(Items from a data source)
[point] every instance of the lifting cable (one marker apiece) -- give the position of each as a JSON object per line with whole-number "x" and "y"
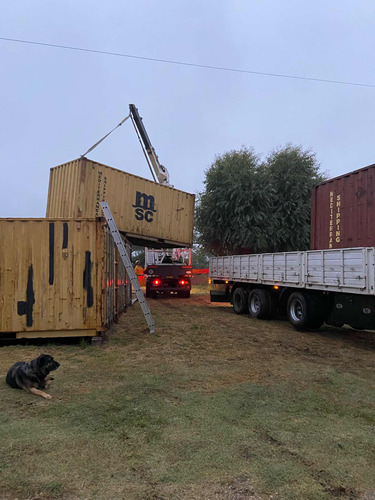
{"x": 105, "y": 137}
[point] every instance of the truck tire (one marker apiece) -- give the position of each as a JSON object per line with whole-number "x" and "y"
{"x": 259, "y": 304}
{"x": 239, "y": 300}
{"x": 305, "y": 312}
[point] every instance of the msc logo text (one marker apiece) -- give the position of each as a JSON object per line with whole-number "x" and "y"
{"x": 144, "y": 207}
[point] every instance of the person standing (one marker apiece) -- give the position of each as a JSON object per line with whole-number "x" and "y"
{"x": 139, "y": 271}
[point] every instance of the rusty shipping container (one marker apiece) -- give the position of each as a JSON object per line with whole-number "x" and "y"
{"x": 343, "y": 211}
{"x": 59, "y": 278}
{"x": 147, "y": 212}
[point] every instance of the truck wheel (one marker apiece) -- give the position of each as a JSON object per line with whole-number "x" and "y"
{"x": 239, "y": 300}
{"x": 305, "y": 311}
{"x": 259, "y": 304}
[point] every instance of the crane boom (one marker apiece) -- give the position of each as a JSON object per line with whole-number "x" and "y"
{"x": 162, "y": 174}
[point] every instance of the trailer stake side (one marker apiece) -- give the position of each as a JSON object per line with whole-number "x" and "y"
{"x": 335, "y": 286}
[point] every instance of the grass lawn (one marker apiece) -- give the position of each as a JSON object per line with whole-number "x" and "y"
{"x": 212, "y": 406}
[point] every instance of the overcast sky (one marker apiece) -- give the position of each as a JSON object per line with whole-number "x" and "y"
{"x": 56, "y": 103}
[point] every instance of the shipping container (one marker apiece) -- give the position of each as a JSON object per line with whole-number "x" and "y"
{"x": 147, "y": 213}
{"x": 343, "y": 211}
{"x": 59, "y": 278}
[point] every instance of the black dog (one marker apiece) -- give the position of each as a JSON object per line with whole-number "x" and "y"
{"x": 32, "y": 376}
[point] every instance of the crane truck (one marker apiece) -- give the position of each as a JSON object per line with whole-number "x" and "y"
{"x": 165, "y": 272}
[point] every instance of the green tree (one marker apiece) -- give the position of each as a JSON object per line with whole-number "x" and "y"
{"x": 292, "y": 172}
{"x": 234, "y": 211}
{"x": 249, "y": 206}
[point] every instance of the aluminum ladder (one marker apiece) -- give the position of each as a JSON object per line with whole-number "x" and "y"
{"x": 128, "y": 265}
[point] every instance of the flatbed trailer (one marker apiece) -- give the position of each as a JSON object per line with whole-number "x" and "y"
{"x": 335, "y": 286}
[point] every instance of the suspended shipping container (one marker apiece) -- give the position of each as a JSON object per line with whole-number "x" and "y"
{"x": 147, "y": 213}
{"x": 59, "y": 278}
{"x": 343, "y": 211}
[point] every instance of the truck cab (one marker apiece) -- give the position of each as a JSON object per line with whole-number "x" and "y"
{"x": 166, "y": 275}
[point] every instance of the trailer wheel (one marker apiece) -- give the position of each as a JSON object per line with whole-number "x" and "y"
{"x": 259, "y": 304}
{"x": 239, "y": 300}
{"x": 305, "y": 311}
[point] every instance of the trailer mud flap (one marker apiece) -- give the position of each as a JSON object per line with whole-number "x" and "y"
{"x": 219, "y": 296}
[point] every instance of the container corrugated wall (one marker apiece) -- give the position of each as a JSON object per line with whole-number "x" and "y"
{"x": 145, "y": 211}
{"x": 58, "y": 278}
{"x": 343, "y": 211}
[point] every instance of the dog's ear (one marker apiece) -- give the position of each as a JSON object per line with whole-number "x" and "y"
{"x": 40, "y": 362}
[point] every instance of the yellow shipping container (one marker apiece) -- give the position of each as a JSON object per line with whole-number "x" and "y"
{"x": 146, "y": 212}
{"x": 59, "y": 278}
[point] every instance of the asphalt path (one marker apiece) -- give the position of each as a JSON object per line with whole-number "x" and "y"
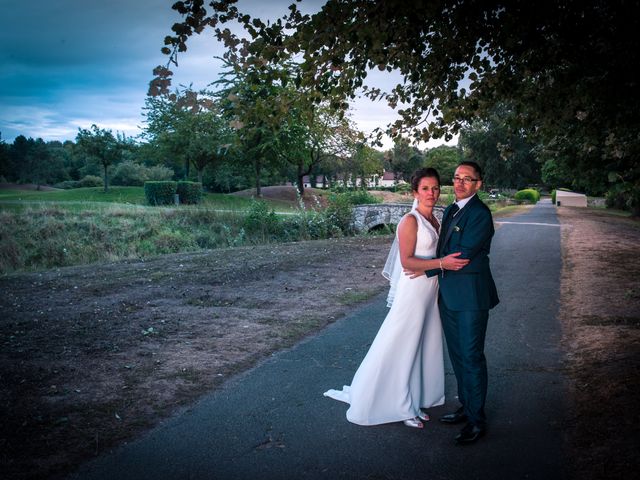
{"x": 273, "y": 422}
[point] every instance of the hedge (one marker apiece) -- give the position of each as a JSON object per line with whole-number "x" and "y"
{"x": 190, "y": 192}
{"x": 528, "y": 194}
{"x": 159, "y": 193}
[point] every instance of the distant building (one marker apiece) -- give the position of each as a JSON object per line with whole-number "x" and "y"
{"x": 570, "y": 199}
{"x": 321, "y": 181}
{"x": 390, "y": 179}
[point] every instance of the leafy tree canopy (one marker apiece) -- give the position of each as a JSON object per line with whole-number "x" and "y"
{"x": 565, "y": 66}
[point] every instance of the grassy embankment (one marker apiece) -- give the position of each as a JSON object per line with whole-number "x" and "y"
{"x": 40, "y": 230}
{"x": 43, "y": 230}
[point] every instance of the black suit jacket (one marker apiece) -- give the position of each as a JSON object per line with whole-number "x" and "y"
{"x": 470, "y": 231}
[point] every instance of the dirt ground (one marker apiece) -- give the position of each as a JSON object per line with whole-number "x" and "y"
{"x": 93, "y": 356}
{"x": 600, "y": 314}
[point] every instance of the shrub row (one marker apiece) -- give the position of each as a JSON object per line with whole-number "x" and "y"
{"x": 162, "y": 193}
{"x": 528, "y": 194}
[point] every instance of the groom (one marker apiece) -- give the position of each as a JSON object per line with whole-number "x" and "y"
{"x": 465, "y": 298}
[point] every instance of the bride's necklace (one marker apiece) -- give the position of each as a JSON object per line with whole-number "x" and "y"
{"x": 432, "y": 220}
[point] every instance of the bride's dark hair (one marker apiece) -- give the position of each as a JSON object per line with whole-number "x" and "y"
{"x": 422, "y": 173}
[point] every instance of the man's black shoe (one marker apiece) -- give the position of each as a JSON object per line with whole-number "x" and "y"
{"x": 456, "y": 417}
{"x": 470, "y": 434}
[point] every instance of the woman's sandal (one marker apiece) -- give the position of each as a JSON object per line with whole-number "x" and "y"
{"x": 424, "y": 416}
{"x": 413, "y": 422}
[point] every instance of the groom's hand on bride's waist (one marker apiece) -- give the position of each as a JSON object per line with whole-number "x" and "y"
{"x": 412, "y": 273}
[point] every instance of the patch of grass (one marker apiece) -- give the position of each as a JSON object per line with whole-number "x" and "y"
{"x": 350, "y": 297}
{"x": 598, "y": 320}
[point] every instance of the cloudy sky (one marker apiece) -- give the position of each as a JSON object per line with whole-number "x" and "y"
{"x": 67, "y": 64}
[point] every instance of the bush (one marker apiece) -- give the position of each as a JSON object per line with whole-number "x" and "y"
{"x": 90, "y": 181}
{"x": 189, "y": 192}
{"x": 339, "y": 212}
{"x": 160, "y": 193}
{"x": 133, "y": 174}
{"x": 130, "y": 174}
{"x": 67, "y": 184}
{"x": 159, "y": 173}
{"x": 360, "y": 197}
{"x": 528, "y": 195}
{"x": 617, "y": 197}
{"x": 262, "y": 222}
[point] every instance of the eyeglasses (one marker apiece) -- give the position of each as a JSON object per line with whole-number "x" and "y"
{"x": 464, "y": 180}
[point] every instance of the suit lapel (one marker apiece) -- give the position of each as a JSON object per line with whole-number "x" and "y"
{"x": 449, "y": 223}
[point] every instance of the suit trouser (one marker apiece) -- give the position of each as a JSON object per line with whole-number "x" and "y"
{"x": 465, "y": 333}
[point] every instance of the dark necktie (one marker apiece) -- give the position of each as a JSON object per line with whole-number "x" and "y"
{"x": 454, "y": 210}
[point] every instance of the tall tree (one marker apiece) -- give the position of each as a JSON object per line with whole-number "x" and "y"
{"x": 310, "y": 134}
{"x": 445, "y": 159}
{"x": 405, "y": 159}
{"x": 565, "y": 66}
{"x": 506, "y": 155}
{"x": 188, "y": 126}
{"x": 256, "y": 100}
{"x": 103, "y": 146}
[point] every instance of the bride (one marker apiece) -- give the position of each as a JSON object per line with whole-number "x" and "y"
{"x": 403, "y": 370}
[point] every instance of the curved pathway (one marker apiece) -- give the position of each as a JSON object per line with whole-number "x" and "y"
{"x": 273, "y": 422}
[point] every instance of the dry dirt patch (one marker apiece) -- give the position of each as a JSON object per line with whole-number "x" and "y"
{"x": 600, "y": 313}
{"x": 94, "y": 355}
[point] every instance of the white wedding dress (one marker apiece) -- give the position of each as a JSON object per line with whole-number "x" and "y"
{"x": 403, "y": 370}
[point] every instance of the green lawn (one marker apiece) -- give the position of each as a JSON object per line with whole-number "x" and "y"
{"x": 119, "y": 195}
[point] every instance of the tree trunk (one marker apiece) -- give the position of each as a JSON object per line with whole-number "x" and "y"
{"x": 300, "y": 182}
{"x": 258, "y": 165}
{"x": 106, "y": 177}
{"x": 187, "y": 165}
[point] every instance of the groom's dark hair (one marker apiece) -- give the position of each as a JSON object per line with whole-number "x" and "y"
{"x": 473, "y": 165}
{"x": 421, "y": 173}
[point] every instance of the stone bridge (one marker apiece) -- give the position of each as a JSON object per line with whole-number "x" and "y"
{"x": 369, "y": 216}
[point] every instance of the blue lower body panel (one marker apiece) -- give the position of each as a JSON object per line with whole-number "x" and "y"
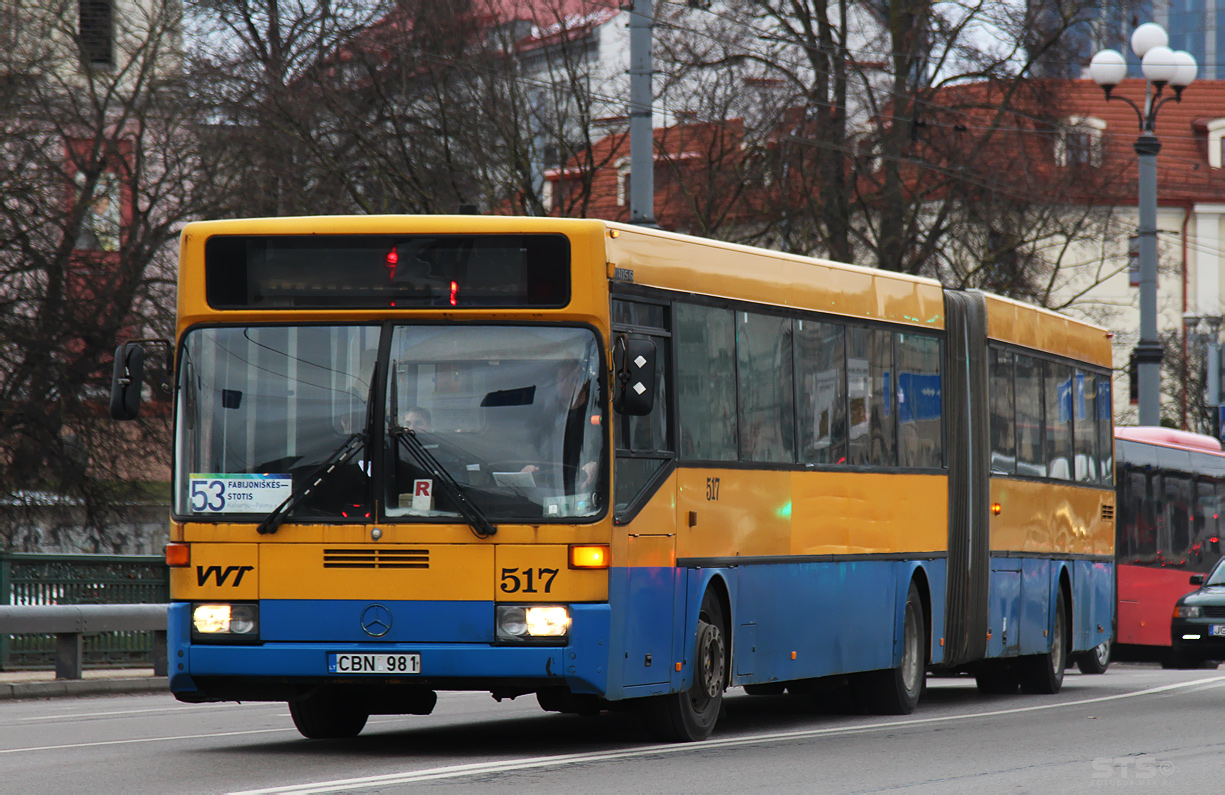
{"x": 456, "y": 648}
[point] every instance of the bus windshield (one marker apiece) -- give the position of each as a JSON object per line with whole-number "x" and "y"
{"x": 513, "y": 415}
{"x": 508, "y": 414}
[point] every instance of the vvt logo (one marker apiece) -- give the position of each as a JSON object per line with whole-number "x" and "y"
{"x": 222, "y": 575}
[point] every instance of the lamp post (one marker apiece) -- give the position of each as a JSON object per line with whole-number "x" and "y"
{"x": 1161, "y": 67}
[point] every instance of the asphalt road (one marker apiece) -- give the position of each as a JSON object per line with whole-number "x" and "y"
{"x": 1137, "y": 728}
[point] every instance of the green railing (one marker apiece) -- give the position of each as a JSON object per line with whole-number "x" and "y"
{"x": 34, "y": 578}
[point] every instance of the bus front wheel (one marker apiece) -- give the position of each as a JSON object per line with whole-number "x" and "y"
{"x": 690, "y": 715}
{"x": 896, "y": 691}
{"x": 325, "y": 715}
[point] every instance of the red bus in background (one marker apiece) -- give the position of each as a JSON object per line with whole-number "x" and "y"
{"x": 1171, "y": 488}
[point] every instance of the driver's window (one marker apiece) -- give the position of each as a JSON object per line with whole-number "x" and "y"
{"x": 643, "y": 446}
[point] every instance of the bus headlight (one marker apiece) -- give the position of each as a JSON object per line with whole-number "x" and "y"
{"x": 223, "y": 621}
{"x": 549, "y": 624}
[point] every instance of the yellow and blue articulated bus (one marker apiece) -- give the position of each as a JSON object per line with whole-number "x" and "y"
{"x": 615, "y": 467}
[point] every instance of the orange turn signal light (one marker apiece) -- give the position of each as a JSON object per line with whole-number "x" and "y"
{"x": 178, "y": 555}
{"x": 588, "y": 555}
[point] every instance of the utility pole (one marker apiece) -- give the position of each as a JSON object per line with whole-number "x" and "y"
{"x": 642, "y": 156}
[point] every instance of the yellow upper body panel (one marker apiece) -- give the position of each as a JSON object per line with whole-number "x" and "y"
{"x": 1043, "y": 330}
{"x": 725, "y": 270}
{"x": 1051, "y": 518}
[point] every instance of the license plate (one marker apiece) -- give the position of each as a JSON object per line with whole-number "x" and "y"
{"x": 374, "y": 663}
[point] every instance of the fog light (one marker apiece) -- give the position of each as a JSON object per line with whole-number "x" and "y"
{"x": 529, "y": 622}
{"x": 226, "y": 619}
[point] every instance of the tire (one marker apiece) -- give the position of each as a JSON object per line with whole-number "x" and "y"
{"x": 691, "y": 715}
{"x": 1096, "y": 659}
{"x": 325, "y": 715}
{"x": 896, "y": 691}
{"x": 1044, "y": 673}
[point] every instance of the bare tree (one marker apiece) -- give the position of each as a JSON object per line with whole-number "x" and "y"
{"x": 914, "y": 136}
{"x": 410, "y": 107}
{"x": 97, "y": 173}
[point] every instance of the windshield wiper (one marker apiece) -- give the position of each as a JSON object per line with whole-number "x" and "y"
{"x": 451, "y": 488}
{"x": 339, "y": 457}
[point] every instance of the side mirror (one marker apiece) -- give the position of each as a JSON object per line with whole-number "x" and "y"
{"x": 633, "y": 358}
{"x": 126, "y": 381}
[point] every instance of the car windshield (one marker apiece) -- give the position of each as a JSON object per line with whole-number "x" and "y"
{"x": 510, "y": 414}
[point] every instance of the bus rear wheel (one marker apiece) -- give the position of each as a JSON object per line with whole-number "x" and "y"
{"x": 896, "y": 691}
{"x": 690, "y": 715}
{"x": 325, "y": 715}
{"x": 1044, "y": 673}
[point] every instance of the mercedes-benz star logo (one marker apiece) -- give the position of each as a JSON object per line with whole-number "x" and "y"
{"x": 376, "y": 621}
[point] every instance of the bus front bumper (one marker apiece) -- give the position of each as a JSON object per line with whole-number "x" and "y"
{"x": 268, "y": 670}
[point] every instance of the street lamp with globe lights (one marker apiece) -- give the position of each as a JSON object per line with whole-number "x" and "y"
{"x": 1161, "y": 67}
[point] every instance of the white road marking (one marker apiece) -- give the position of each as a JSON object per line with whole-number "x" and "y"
{"x": 180, "y": 709}
{"x": 484, "y": 768}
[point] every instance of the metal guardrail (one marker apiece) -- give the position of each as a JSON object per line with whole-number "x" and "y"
{"x": 70, "y": 624}
{"x": 59, "y": 580}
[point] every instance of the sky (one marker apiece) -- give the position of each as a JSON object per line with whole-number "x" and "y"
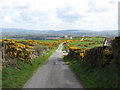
{"x": 59, "y": 14}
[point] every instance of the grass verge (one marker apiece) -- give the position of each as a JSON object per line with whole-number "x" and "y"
{"x": 93, "y": 78}
{"x": 16, "y": 78}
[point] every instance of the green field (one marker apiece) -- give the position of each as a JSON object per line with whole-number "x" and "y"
{"x": 16, "y": 78}
{"x": 87, "y": 41}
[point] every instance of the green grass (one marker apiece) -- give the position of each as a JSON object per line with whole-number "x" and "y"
{"x": 15, "y": 78}
{"x": 91, "y": 40}
{"x": 93, "y": 78}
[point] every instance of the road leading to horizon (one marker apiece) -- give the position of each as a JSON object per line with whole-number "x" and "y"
{"x": 54, "y": 74}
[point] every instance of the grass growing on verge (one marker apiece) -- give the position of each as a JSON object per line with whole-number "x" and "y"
{"x": 15, "y": 78}
{"x": 93, "y": 78}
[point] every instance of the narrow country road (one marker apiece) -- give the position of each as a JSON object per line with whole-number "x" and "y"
{"x": 54, "y": 74}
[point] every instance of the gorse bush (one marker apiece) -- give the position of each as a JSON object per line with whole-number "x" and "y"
{"x": 24, "y": 50}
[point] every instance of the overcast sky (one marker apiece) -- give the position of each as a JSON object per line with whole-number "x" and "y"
{"x": 59, "y": 14}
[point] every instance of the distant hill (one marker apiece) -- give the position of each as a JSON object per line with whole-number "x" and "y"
{"x": 15, "y": 32}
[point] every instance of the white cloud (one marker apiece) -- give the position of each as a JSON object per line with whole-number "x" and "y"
{"x": 59, "y": 14}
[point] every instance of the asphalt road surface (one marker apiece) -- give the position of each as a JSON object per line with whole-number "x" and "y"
{"x": 54, "y": 74}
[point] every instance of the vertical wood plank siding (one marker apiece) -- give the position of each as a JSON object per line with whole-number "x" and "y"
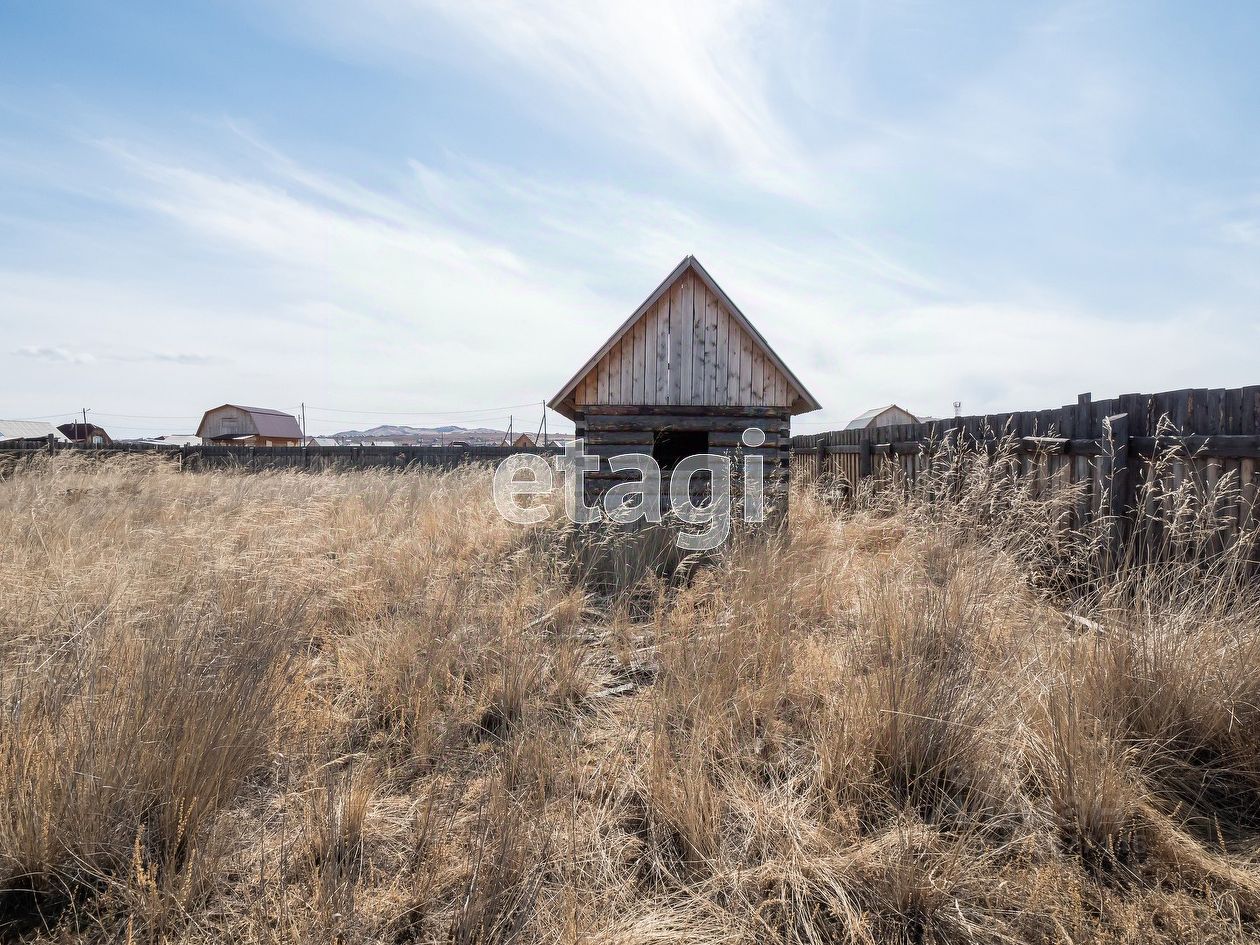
{"x": 686, "y": 350}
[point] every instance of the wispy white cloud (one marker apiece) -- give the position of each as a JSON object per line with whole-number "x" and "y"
{"x": 688, "y": 82}
{"x": 62, "y": 355}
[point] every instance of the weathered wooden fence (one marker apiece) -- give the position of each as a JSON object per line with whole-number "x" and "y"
{"x": 1108, "y": 449}
{"x": 314, "y": 459}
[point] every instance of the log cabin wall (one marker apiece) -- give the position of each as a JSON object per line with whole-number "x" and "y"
{"x": 610, "y": 431}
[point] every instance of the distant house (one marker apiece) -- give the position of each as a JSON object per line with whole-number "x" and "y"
{"x": 882, "y": 417}
{"x": 86, "y": 434}
{"x": 248, "y": 426}
{"x": 169, "y": 440}
{"x": 33, "y": 431}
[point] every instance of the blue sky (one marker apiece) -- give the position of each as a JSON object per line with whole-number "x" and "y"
{"x": 434, "y": 212}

* [Problem]:
Repeat each line word for word, from the one with "[point] every instance of the vertical" down to the last line of the data, and keep the pictures out of it.

* [Output below]:
[point] every instance of the vertical wood plank siding (one marker apiece) -- give the position of each as a JSON object per line with whole-number "x" and "y"
{"x": 686, "y": 350}
[point] every instance of the wispy white cloud (one marker apiece) -- give the position of each as a JSON object per line with whole-number "x" and "y"
{"x": 688, "y": 82}
{"x": 62, "y": 355}
[point] every instance of the weathered wooden fence (one marker apiece) -- give the position of each as a JSON object per line with whole-number "x" and "y"
{"x": 1108, "y": 449}
{"x": 314, "y": 459}
[point] every instance of the log cabin wall (one marker apiece) -- give the position of each as a JSON object per line with whole-number "x" and "y"
{"x": 610, "y": 431}
[point] every instance of the distant house (one marker apiece) -- give the position of each as a JSON object per line with whole-number "x" and "y"
{"x": 882, "y": 417}
{"x": 86, "y": 434}
{"x": 248, "y": 426}
{"x": 169, "y": 440}
{"x": 33, "y": 431}
[point] every instance of the blue sky (one marker apiece) -- give the position of each as a JSON object per line with whole-number "x" and "y"
{"x": 434, "y": 212}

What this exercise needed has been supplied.